(Excerpts from a dataset)
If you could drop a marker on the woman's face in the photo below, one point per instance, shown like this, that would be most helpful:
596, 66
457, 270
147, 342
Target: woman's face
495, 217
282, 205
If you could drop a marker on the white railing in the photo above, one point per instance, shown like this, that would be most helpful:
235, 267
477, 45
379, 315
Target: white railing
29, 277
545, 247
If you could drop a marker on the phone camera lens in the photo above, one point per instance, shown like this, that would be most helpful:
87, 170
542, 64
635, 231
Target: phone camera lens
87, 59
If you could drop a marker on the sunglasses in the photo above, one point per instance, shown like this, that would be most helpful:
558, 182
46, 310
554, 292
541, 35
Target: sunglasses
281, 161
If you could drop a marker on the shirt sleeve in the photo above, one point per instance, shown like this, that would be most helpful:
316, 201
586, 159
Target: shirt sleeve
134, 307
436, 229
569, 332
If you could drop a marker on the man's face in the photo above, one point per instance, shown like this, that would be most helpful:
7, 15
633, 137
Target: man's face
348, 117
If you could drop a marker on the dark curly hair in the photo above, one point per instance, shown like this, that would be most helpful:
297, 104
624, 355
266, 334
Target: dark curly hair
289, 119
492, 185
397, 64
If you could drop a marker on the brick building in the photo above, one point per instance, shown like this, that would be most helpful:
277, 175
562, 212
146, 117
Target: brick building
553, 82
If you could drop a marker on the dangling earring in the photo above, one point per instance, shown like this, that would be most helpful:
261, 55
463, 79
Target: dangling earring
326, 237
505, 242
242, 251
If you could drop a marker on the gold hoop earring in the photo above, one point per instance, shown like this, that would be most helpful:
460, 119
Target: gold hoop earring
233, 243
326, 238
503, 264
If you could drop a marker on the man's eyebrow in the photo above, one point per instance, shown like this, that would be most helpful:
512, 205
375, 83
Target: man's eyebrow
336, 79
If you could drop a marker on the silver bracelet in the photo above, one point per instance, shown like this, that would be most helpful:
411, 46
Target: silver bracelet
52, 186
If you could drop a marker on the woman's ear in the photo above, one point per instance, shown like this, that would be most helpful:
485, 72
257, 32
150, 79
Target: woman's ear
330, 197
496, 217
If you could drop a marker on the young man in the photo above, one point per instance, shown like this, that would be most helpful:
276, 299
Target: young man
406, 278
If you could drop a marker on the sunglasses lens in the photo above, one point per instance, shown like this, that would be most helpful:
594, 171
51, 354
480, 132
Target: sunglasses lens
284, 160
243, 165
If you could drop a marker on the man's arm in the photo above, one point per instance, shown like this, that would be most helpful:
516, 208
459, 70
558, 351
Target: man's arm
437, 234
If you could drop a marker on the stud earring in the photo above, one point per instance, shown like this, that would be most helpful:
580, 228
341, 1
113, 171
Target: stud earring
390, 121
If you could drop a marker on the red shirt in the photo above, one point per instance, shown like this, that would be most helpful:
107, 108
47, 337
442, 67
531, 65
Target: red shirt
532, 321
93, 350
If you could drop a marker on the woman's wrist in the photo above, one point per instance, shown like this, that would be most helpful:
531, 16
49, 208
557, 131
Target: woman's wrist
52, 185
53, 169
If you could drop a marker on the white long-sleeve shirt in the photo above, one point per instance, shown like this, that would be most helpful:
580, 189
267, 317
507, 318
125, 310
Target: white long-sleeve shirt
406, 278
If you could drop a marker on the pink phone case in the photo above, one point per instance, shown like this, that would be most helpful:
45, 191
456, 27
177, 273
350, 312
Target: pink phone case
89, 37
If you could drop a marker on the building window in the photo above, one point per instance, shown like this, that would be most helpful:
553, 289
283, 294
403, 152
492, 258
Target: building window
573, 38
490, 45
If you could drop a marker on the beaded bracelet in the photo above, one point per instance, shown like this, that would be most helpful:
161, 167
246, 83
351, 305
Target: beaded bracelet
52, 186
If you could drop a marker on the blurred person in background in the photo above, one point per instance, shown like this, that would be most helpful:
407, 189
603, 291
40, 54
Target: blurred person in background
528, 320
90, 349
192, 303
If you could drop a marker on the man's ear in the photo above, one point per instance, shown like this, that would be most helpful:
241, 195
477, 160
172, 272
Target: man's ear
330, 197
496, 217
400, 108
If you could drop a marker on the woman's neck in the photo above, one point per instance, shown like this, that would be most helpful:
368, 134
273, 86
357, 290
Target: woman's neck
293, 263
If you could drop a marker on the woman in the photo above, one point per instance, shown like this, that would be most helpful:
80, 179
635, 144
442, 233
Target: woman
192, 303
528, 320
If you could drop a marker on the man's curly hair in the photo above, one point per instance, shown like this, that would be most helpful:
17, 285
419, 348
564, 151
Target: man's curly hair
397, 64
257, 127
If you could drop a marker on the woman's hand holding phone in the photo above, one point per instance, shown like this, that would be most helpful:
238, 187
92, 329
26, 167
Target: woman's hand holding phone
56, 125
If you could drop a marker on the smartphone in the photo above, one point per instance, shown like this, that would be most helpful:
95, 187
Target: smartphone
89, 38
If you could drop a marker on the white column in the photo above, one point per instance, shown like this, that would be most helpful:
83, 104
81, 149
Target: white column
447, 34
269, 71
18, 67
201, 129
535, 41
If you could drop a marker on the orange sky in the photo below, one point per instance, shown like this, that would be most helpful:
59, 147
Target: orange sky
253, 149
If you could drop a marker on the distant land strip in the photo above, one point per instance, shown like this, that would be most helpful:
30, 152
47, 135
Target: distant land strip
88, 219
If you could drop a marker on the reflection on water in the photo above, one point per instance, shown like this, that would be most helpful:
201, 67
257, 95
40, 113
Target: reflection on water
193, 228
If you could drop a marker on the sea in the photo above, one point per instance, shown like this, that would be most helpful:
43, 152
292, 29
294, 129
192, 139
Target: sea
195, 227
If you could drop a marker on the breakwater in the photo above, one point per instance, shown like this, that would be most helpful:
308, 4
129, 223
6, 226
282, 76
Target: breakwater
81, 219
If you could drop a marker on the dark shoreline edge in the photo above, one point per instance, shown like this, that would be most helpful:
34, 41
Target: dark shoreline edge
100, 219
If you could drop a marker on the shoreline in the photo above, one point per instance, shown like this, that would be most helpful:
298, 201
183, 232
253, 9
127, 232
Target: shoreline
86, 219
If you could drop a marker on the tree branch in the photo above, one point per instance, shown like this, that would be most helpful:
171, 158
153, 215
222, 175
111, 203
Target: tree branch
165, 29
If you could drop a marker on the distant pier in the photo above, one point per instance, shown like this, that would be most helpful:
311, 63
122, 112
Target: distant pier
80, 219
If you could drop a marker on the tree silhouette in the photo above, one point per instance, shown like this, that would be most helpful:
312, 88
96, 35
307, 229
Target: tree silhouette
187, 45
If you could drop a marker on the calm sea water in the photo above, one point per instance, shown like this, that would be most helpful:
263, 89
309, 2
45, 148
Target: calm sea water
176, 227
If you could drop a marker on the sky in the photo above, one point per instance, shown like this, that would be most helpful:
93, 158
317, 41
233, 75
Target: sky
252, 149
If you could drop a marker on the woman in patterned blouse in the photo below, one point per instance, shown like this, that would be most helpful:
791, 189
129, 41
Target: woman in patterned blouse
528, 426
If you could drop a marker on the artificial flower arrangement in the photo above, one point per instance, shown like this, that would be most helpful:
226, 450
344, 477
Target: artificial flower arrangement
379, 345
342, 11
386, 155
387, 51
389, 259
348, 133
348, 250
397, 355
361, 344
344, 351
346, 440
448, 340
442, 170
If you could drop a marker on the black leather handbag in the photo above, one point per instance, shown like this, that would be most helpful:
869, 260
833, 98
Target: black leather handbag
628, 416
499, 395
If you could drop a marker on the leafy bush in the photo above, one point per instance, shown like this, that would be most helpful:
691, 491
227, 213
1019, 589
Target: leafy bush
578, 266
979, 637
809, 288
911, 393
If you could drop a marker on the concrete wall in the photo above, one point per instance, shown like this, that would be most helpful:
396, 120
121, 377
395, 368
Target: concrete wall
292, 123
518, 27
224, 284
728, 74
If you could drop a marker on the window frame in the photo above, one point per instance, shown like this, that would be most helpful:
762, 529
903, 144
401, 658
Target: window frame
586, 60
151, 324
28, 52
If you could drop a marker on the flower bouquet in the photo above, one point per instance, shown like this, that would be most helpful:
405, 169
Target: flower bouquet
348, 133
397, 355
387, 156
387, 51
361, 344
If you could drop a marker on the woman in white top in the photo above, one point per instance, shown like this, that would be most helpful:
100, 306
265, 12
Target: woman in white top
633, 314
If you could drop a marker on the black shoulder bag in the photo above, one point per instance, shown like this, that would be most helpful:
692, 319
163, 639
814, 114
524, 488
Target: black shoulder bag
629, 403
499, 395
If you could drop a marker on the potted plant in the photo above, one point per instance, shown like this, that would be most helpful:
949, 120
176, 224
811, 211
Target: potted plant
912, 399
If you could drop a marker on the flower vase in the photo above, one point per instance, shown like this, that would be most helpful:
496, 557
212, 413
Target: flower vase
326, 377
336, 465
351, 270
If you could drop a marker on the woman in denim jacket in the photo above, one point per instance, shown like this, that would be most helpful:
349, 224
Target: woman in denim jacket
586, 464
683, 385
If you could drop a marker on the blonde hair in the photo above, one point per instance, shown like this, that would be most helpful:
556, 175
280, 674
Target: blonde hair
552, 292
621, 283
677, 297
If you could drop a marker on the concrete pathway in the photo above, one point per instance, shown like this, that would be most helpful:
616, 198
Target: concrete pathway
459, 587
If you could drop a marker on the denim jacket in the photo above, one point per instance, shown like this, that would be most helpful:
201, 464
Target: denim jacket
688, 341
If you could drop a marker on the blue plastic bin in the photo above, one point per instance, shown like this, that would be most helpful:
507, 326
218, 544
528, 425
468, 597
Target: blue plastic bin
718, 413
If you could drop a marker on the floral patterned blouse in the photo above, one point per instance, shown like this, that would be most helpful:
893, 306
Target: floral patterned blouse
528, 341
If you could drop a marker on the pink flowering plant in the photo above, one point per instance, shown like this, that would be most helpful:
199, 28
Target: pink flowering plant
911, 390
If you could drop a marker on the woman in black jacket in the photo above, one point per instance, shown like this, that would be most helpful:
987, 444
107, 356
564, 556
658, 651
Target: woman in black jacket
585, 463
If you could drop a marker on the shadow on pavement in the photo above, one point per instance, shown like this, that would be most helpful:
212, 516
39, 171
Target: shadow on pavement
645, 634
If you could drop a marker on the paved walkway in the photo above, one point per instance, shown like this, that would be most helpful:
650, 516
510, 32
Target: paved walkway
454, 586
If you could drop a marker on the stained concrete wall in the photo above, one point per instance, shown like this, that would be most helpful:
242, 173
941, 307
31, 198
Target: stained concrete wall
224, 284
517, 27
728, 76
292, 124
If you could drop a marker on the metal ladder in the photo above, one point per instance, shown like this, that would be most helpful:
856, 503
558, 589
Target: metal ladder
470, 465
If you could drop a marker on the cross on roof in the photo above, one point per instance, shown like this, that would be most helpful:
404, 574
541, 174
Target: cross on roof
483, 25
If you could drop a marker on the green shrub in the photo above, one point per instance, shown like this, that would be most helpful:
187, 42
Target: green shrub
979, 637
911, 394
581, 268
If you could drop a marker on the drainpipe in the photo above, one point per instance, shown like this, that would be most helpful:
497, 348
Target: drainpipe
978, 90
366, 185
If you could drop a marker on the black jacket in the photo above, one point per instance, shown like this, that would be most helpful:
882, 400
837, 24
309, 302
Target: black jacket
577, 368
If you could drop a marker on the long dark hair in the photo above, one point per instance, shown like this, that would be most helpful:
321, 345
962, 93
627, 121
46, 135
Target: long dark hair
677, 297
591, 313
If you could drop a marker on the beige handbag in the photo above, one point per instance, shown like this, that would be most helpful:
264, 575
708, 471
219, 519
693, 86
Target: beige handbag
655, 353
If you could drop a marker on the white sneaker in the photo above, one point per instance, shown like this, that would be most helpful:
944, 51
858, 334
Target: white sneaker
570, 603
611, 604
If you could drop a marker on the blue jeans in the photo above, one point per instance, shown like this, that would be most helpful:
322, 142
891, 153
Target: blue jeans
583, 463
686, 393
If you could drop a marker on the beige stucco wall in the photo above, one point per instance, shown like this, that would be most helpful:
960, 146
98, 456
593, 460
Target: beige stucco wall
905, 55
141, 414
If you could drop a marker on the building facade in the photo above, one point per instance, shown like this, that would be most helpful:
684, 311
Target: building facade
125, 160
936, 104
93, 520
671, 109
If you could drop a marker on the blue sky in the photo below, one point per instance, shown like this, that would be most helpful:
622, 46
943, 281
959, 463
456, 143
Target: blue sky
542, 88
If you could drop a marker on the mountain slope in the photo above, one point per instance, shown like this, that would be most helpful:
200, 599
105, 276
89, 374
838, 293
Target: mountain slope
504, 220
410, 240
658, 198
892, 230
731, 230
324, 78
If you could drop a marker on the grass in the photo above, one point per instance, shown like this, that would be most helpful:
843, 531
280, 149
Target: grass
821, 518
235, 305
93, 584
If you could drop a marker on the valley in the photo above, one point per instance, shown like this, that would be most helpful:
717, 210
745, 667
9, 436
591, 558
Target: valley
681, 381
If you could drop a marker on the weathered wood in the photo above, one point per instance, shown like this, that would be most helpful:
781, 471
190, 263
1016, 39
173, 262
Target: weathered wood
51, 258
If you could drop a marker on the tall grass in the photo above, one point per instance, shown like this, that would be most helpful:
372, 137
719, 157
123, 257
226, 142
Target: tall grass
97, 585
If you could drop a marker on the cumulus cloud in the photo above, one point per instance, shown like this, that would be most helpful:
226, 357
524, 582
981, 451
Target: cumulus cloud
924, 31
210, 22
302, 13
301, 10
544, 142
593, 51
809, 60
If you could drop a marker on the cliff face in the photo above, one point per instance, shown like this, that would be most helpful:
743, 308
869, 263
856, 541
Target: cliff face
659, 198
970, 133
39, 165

[The problem]
Return exactly the lines from the one containing "Target: grass" to the last line of the data, and nothing more.

[Exercise result]
Target: grass
821, 518
235, 305
93, 584
If you could drop a marker on the valley in the photo above, one point per instance, shown like this, that would be most helpful:
717, 210
745, 667
9, 436
591, 558
Target: valley
681, 381
If you could drop a marker on the weathered wood in the photo above, one point per instance, shown like this, that would be most helpful:
781, 471
190, 263
1016, 39
173, 262
Target: weathered wood
51, 258
If you could drop a marker on the tall grass in the photo above, one point per instance, shown like this, that would be most helpful:
372, 137
719, 157
123, 257
226, 142
Target: tall grass
97, 585
If you could drop a marker on the cumulus cloud in the photo above, one point per instance, shown like this, that would be most helpful:
226, 357
524, 582
981, 451
Target: cumulus cloud
924, 31
210, 22
302, 13
301, 10
544, 142
593, 51
809, 60
If you could drop a marker on the cliff face in the photo above, one point per instance, shown like this, that would be most helpful:
743, 308
869, 263
856, 541
Target: cliff face
659, 198
970, 133
39, 165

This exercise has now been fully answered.